**Consignes**.
Répondez à ces questions à partir du texte sur Raymond Aron et l'Europe qui figure plus bas.
(a) Quelles années sont indiquées entre parenthèses après le nom de Raymond Aron ?
(b) Que reproche Aron au projet de Jean Monnet ?
(c) Comment Aron interprète-t-il l'échec de la CED ?

**Extrait cité**.
>>>
Raymond Aron et l’Europe

La pensée de Raymond Aron (1905-1983) comporte des années vingt aux années quatre-vingt une dimension européenne. Fervent européiste dans sa jeunesse, Aron s’aguerrit en réaction au nazisme puis à l’épreuve de l’exil. Convaincu que l’idée européenne n’a pas la force d’un mythe politique, il n’hésite pourtant pas à l’utiliser pour donner des perspectives aux Allemands de l’Ouest dans le contexte des premières années de la guerre froide. Il ne cache cependant rien de son scepticisme quant au projet de Jean Monnet, auquel il reproche de confondre les dimensions économique et politique. Aron n’en est pas moins un acteur de premier plan de l’Europe intellectuelle, que ce soit à travers son œuvre universitaire, son activité d’éditorialiste ou encore son engagement au Congrès pour la liberté de la culture. Il interprète l’échec de la CED comme l’« acte de décès » du projet de Jean Monnet, mais jusqu’à sa mort il accompagne de ses commentaires les péripéties successives du projet européen en insistant sur les enjeux stratégiques.
<<<
Entrées de données
>>>
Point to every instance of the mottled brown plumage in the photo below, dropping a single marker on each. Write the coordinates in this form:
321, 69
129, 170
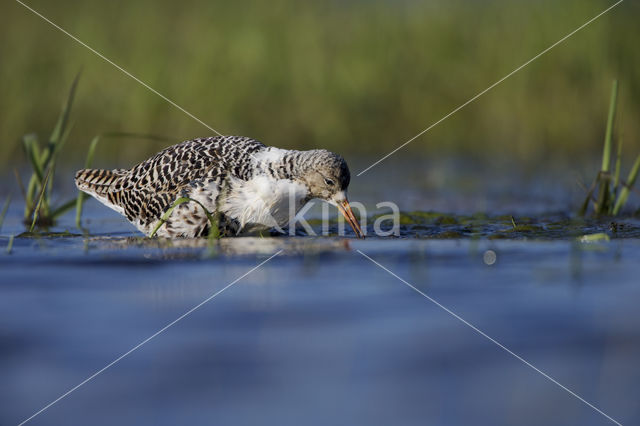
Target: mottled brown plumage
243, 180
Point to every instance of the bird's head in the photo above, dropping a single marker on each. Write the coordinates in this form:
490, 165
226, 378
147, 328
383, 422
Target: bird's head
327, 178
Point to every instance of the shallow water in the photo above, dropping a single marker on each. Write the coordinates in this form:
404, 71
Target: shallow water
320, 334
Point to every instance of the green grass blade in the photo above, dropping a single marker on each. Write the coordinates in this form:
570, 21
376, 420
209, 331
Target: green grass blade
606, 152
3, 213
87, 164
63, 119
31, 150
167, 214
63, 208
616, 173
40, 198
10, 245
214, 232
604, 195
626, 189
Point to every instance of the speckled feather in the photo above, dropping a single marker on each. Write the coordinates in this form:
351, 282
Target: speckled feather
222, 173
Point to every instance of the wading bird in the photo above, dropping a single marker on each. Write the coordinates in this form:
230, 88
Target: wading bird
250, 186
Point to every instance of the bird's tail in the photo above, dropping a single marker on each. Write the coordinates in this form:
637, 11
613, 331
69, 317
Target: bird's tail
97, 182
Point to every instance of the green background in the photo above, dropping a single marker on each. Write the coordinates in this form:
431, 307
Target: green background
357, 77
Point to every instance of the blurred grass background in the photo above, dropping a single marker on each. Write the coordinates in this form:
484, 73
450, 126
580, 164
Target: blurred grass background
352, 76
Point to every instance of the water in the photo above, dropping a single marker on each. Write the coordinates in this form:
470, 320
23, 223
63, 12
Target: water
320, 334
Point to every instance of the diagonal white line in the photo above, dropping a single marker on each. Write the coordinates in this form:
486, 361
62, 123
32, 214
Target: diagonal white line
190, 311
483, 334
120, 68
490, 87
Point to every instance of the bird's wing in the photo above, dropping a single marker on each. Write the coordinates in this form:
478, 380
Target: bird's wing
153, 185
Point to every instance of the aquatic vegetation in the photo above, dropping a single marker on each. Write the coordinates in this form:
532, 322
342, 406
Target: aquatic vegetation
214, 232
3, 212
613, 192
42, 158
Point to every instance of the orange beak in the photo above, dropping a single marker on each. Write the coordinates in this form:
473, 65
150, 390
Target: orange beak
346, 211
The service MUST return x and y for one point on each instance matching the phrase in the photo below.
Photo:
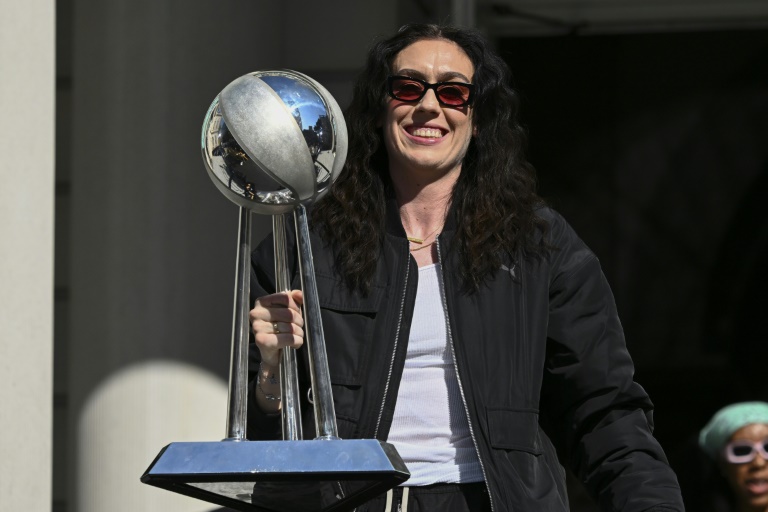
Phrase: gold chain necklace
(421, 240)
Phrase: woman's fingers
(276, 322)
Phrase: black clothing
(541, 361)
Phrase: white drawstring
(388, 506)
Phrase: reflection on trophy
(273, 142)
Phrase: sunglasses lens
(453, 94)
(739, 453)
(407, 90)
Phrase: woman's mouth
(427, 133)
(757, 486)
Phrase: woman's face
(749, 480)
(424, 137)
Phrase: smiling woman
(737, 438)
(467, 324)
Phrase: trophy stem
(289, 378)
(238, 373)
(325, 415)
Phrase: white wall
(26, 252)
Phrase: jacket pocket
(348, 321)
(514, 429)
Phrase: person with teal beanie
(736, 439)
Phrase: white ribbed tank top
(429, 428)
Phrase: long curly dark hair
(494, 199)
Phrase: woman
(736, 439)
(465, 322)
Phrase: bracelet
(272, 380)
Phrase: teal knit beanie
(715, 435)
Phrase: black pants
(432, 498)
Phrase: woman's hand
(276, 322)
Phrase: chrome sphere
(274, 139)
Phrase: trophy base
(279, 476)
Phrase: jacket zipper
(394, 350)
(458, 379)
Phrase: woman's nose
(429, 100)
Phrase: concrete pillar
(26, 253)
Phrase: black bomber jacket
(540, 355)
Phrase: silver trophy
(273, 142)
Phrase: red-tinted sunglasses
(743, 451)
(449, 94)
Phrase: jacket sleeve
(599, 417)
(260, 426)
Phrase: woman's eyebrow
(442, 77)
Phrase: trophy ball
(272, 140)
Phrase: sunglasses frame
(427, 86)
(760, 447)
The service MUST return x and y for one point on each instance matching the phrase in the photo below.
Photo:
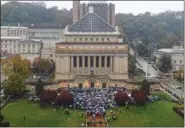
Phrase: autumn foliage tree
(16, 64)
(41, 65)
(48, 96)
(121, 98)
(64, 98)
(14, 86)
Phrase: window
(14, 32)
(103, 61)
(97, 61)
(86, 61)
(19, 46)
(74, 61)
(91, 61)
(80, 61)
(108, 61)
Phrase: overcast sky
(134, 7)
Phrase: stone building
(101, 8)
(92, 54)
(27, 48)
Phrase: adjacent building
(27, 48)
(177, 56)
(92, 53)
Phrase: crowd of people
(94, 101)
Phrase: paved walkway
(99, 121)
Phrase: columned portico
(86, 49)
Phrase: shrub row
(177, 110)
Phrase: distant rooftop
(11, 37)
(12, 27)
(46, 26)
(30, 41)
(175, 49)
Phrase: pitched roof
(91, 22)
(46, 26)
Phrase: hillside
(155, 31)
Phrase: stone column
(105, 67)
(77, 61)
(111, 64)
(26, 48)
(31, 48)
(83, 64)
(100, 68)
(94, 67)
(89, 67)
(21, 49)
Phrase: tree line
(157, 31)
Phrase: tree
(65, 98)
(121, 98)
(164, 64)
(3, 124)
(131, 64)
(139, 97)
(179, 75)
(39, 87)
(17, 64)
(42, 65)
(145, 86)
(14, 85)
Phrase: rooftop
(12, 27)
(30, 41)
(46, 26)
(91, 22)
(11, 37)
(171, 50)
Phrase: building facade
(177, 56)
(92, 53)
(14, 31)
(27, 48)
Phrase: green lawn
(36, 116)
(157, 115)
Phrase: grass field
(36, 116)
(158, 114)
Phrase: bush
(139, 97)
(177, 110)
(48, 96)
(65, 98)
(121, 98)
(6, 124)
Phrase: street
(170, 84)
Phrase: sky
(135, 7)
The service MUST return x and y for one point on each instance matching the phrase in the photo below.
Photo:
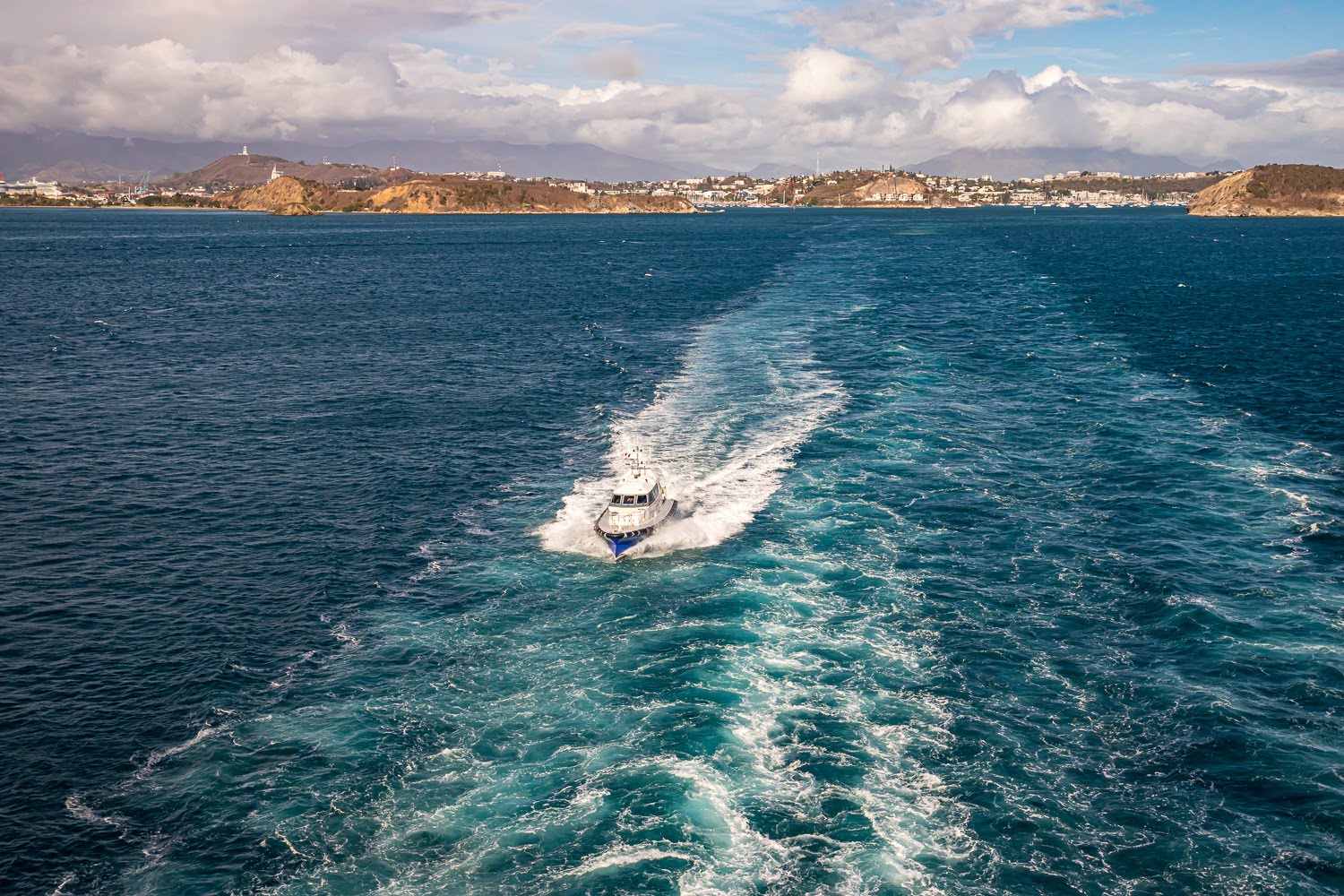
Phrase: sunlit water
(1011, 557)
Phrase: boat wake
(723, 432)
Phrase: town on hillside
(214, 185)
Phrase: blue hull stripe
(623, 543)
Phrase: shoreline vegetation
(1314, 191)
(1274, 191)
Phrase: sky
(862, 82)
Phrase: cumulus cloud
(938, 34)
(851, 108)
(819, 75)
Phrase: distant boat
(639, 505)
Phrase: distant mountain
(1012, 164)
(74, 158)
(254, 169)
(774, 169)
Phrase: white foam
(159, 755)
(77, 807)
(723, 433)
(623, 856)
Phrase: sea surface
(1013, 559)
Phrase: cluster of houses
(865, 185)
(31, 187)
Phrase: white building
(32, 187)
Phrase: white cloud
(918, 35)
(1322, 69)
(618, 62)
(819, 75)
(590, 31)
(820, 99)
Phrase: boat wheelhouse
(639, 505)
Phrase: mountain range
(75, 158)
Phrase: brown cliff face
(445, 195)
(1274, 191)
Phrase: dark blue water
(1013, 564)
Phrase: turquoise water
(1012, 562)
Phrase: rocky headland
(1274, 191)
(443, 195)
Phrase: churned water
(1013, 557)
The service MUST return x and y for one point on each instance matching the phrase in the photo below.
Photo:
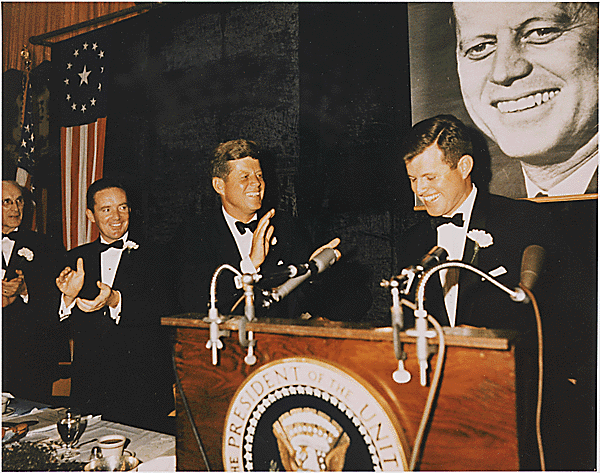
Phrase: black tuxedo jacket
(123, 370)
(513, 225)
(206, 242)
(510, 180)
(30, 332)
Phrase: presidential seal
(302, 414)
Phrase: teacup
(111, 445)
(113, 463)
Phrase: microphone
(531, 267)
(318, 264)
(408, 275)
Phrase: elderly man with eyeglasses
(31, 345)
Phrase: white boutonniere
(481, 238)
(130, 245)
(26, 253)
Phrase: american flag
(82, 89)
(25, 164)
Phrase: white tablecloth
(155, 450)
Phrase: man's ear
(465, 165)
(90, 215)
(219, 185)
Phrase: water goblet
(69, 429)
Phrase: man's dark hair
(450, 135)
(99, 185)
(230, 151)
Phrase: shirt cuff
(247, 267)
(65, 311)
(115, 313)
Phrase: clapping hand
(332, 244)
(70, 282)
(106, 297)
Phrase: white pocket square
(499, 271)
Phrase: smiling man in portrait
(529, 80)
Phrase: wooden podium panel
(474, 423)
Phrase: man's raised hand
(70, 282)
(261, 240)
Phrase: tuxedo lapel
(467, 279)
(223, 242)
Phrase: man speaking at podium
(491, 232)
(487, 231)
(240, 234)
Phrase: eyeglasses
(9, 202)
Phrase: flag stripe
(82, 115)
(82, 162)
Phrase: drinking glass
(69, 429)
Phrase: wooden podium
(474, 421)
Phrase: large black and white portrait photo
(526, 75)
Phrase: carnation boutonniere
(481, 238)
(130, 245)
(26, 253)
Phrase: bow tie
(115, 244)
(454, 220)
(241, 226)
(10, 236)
<<<
**Réponse**.
(a) Les années indiquées sont 1905 et 1983.
(b) Il lui reproche de confondre les dimensions économique et politique.
(c) Il l'interprète comme l'« acte de décès » du projet de Jean Monnet.